* **Supplied entries**:
▬▬▬▬▬▬▬▬▬▬
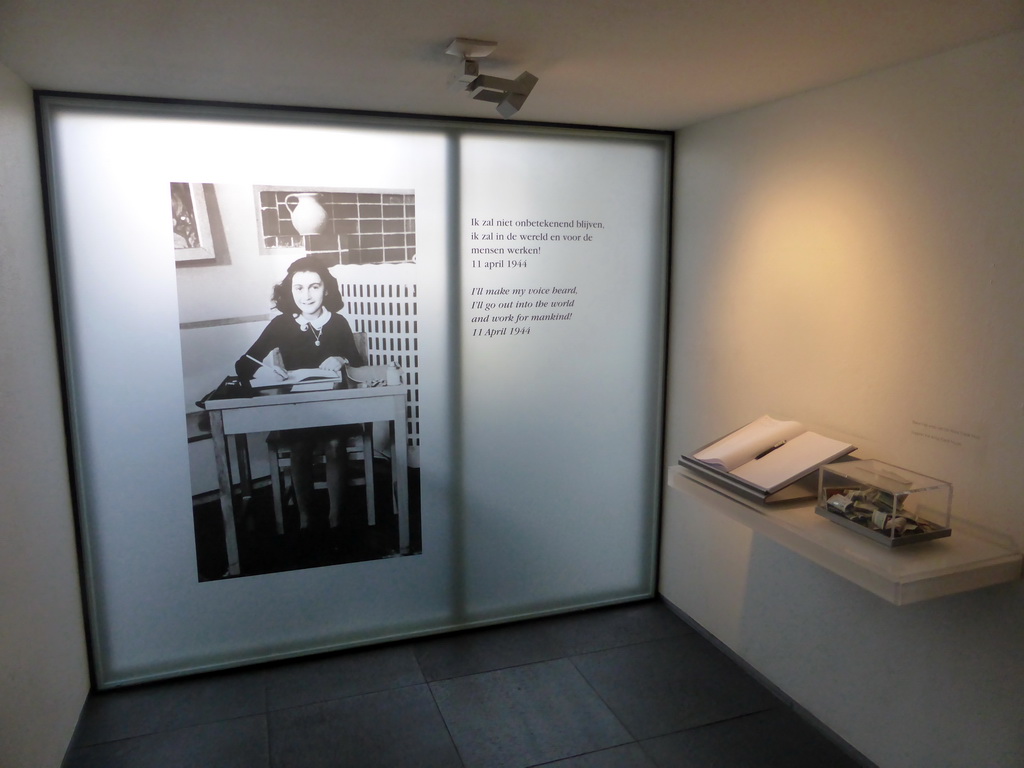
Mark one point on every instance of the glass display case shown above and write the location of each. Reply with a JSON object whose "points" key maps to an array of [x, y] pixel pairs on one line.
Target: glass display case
{"points": [[888, 504]]}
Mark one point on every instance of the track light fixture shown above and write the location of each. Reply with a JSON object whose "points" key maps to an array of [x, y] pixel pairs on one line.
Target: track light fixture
{"points": [[509, 95]]}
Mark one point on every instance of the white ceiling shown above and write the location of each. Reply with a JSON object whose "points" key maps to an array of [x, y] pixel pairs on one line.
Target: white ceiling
{"points": [[641, 64]]}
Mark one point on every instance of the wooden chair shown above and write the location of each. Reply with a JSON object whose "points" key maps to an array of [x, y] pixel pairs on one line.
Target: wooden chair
{"points": [[358, 446]]}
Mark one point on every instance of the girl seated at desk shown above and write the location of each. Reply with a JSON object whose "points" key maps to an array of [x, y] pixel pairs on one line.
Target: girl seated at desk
{"points": [[309, 333]]}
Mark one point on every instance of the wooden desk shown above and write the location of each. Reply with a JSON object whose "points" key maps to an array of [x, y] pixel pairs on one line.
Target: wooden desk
{"points": [[267, 412]]}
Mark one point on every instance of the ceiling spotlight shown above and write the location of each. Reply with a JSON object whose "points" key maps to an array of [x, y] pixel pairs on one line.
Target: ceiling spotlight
{"points": [[508, 94]]}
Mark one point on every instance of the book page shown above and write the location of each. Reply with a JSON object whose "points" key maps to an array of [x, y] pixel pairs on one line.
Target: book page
{"points": [[793, 460], [740, 446], [264, 377]]}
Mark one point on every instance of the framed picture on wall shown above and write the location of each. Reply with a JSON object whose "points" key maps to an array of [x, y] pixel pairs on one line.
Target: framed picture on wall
{"points": [[192, 227]]}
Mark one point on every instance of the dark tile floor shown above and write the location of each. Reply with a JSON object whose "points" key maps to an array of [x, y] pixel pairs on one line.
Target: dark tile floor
{"points": [[629, 686]]}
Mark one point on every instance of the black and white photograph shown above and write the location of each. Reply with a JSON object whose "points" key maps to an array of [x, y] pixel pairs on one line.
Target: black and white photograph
{"points": [[300, 360]]}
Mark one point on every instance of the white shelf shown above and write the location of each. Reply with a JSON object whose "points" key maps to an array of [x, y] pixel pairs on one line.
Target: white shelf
{"points": [[964, 561]]}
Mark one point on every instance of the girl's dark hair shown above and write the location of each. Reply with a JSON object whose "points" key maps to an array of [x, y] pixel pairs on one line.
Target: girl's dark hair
{"points": [[282, 297]]}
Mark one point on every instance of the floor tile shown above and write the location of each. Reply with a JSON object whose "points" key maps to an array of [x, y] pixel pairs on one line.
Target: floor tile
{"points": [[396, 728], [616, 626], [664, 686], [228, 743], [483, 650], [167, 706], [339, 675], [627, 756], [525, 715], [776, 738]]}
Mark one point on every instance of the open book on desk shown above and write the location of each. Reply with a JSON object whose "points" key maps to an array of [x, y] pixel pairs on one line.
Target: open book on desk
{"points": [[765, 459], [300, 380]]}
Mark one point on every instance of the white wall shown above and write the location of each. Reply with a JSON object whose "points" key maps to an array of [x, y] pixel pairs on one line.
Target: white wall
{"points": [[43, 670], [854, 257]]}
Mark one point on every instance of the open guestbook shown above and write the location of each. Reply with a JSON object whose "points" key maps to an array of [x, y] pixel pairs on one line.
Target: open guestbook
{"points": [[767, 459]]}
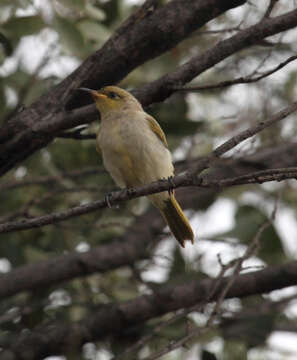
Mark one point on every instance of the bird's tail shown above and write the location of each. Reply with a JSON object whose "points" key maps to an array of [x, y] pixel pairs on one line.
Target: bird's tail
{"points": [[174, 217]]}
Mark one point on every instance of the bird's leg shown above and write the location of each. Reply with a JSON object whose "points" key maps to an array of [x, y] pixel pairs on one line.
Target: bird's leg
{"points": [[107, 198], [130, 191], [171, 184]]}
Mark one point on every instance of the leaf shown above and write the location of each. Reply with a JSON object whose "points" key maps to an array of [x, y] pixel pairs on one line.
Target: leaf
{"points": [[93, 30], [77, 5], [95, 13], [207, 355], [18, 27], [248, 220]]}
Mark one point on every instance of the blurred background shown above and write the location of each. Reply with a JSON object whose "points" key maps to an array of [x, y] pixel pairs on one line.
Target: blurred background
{"points": [[41, 42]]}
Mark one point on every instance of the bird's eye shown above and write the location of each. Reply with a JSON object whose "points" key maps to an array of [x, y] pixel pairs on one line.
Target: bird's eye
{"points": [[113, 95]]}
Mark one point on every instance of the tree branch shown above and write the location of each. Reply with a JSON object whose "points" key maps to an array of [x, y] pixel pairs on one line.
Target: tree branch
{"points": [[190, 178], [147, 34], [240, 80]]}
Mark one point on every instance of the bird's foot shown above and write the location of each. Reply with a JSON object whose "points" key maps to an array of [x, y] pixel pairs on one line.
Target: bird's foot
{"points": [[171, 183]]}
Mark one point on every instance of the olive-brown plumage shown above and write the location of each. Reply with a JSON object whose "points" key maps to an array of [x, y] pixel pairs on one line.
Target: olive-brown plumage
{"points": [[135, 152]]}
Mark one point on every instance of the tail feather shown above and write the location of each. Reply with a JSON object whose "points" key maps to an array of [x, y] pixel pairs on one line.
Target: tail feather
{"points": [[177, 221]]}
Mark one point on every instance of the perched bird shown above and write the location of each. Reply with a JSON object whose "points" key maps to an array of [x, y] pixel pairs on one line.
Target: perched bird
{"points": [[135, 152]]}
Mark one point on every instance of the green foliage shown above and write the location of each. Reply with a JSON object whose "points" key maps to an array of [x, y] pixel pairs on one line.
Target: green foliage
{"points": [[193, 124]]}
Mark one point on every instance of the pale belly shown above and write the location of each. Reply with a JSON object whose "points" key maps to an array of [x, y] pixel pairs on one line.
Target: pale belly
{"points": [[133, 154]]}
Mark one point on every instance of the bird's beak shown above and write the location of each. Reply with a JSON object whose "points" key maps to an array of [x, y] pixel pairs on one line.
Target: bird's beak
{"points": [[94, 93]]}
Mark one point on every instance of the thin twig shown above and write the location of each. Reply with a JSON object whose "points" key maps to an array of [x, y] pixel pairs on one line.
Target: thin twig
{"points": [[240, 80]]}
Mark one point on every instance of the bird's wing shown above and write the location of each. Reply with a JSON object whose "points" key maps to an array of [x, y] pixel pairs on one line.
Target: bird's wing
▬▬▬▬▬▬▬▬▬▬
* **What is needed**: Output the full set of records above without changing a word, and drop the images.

* **Worked answer**:
Mark one point on every instance of the glass display case shown above and write the location of each. Reply with a JSON object whose "points" key maps to an array of [x, y] pixel pairs on one line.
Target: glass display case
{"points": [[888, 504]]}
Mark one point on every instance of the track light fixture shown above and write the location of each. Reply with a JSON object whose "points" key maps to an array of [x, y] pixel pairs on one line.
Target: track light fixture
{"points": [[509, 95]]}
Mark one point on every instance of the white ceiling shown above and write the location of each. Reply with a JSON object whose "points" key maps to an array of [x, y] pixel pairs on one line.
Target: white ceiling
{"points": [[641, 64]]}
Mark one point on every instance of the wooden chair shown above and write the location of each. Reply with a JSON object whose "points" key maps to an array of [x, y] pixel pairs on one line.
Target: wooden chair
{"points": [[358, 446]]}
Mark one point on every instance of the girl seated at desk shown above and write the location of each. Reply with a JSON object whose "points" key maps to an array of [x, y] pixel pairs on one line.
Target: girl seated at desk
{"points": [[309, 333]]}
Mark one point on every instance of the wooden desk shown above and write the location of each. Reply with a JSON object whose "points" key maps to an array of [x, y] pixel pairs on one line.
Target: wooden desk
{"points": [[267, 412]]}
Mark one point on every instance of the ceiling spotlight shown above and write the location of each. Reply with a JSON object whose "points" key maps to an array of [x, y] pixel pairs on one line.
Target: ceiling spotlight
{"points": [[508, 94]]}
Mark one point on every instance of the book page shown above and write the location of each. Reply with a JSON object whose "points" key maps to an array of [x, y] pixel pairs on one line.
Target: book page
{"points": [[793, 460], [740, 446], [264, 377]]}
Mark one point on every instance of the framed picture on wall shown above and write the location of each. Reply with a JSON object whose "points" key maps to an array of [x, y] pixel pairs on one line.
Target: framed picture on wall
{"points": [[192, 227]]}
Mark one point on every instance of the dark tile floor shown above and write the location of each. Reply with a JSON object whose "points" key maps to an array of [x, y] pixel pairs on one line.
Target: dark tile floor
{"points": [[629, 686]]}
Mark one point on every instance of the black and white photograph shown above and write the location of each. Reply with a JSON object whose "points" key maps to an array of [x, y] pixel pairs on one line.
Target: black and white photograph
{"points": [[300, 360]]}
Mark one point on every instance of the white shelf shown above and write the location of each. Reply with a JSON object whose "points" key maps to an array of [x, y] pixel pairs on one line.
Target: white shelf
{"points": [[964, 561]]}
Mark one point on every instance of the girl's dark hair shown above and write the location of each. Reply with a JSON object whose "points" key maps to an array of [x, y] pixel pairs on one line.
Target: girl's dark hair
{"points": [[282, 297]]}
Mark one point on every instance of the floor tile shown above and write the location of each. Reply with a JSON object whose "points" key maps to an array of [x, y] pixel pairs on one line.
Target: floor tile
{"points": [[396, 728], [616, 626], [664, 686], [228, 743], [483, 650], [167, 706], [339, 675], [627, 756], [525, 715], [776, 738]]}
Mark one point on every instance of the open book on desk shown above and write the location of each. Reply with a JSON object whose "points" key maps to an array of [x, y] pixel pairs on one line.
Target: open book on desk
{"points": [[765, 459], [300, 380]]}
Mark one point on every instance of the white wall shown above and write the location of each. Reply with a JSON object whose "points" key maps to an array of [x, y] pixel pairs on one line.
Target: white wall
{"points": [[43, 670], [854, 257]]}
Mark one point on every instance of the open guestbook shown above and write the location of each. Reply with a JSON object whose "points" key maps to an array of [x, y] pixel pairs on one line.
Target: open guestbook
{"points": [[767, 459]]}
Mark one point on every instance of the bird's tail shown above and write the location of each. Reply with a JSON object whose "points" key maps to an array of [x, y] pixel pairs on one line.
Target: bird's tail
{"points": [[174, 217]]}
Mark one point on every instance of the bird's leg shown above and write the location of each. Reply with a JSON object whose "points" key maps to an array of [x, y] pixel pairs on one line.
Target: bird's leg
{"points": [[107, 198], [130, 191], [171, 184]]}
Mark one point on every instance of the leaf shown above and write the location of each. Reply with a JSON object whose "points" key maps to an array of [x, y] pixel pairs on one line.
Target: leaf
{"points": [[93, 30], [77, 5], [95, 13], [207, 355], [18, 27], [248, 220]]}
Mark one point on every instance of the blurred background shown above and write the location of each. Reply with a JSON object whose "points" key maps to an array of [x, y] pixel pairs on one line.
Target: blurred background
{"points": [[41, 42]]}
Mark one point on every instance of the bird's eye shown above and write the location of each. Reply with a JSON object whose "points" key maps to an array of [x, y] pixel pairs on one line.
Target: bird's eye
{"points": [[113, 95]]}
Mark one point on every instance of the tree branch shown above and write the location of each. Reply with a JSON object whose "points" key maps to an array of [x, y] pixel pairs on one line.
Target: tree branch
{"points": [[190, 178], [147, 34], [240, 80]]}
Mark one point on every instance of the bird's foot shown above and write the location of each. Reply with a JSON object whose "points" key maps to an array of [x, y] pixel pairs on one line.
Target: bird's foot
{"points": [[171, 183]]}
Mark one point on every instance of the olive-brown plumage shown above and write the location of each. Reply with a JSON object whose "points" key maps to an array of [x, y] pixel pairs on one line.
Target: olive-brown plumage
{"points": [[135, 152]]}
Mark one point on every instance of the tail feather shown above and write the location of each. Reply with a JSON object whose "points" key maps to an array of [x, y] pixel pairs on one line.
Target: tail feather
{"points": [[177, 221]]}
Mark one point on every instance of the perched bird shown above and write the location of each. Reply with a JSON object whose "points" key maps to an array of [x, y] pixel pairs on one line.
Target: perched bird
{"points": [[135, 152]]}
Mark one point on every instance of the green foliage shown above and write the location of each. Reply with a JSON object whose "points" key maps to an array of [x, y] pixel pairs on one line.
Target: green foliage
{"points": [[193, 124]]}
Mark one point on every instance of the pale belly shown above and write the location of each. Reply with a JSON object whose "points" key maps to an array of [x, y] pixel pairs on one line.
Target: pale belly
{"points": [[133, 154]]}
Mark one point on every instance of the bird's beak shown above and write the location of each. Reply with a JSON object whose "points" key maps to an array of [x, y] pixel pairs on one line.
Target: bird's beak
{"points": [[94, 93]]}
Mark one point on every instance of the thin twig shown above and write the location of each. Reply with a JSON object whose "points" key maps to an array of [x, y] pixel pairs on one line.
Target: thin twig
{"points": [[240, 80]]}
Mark one point on every instance of the bird's wing shown above and write the location of each. Reply with a JSON object whose "points" key maps to an array of [x, y] pixel pairs on one line.
Target: bird's wing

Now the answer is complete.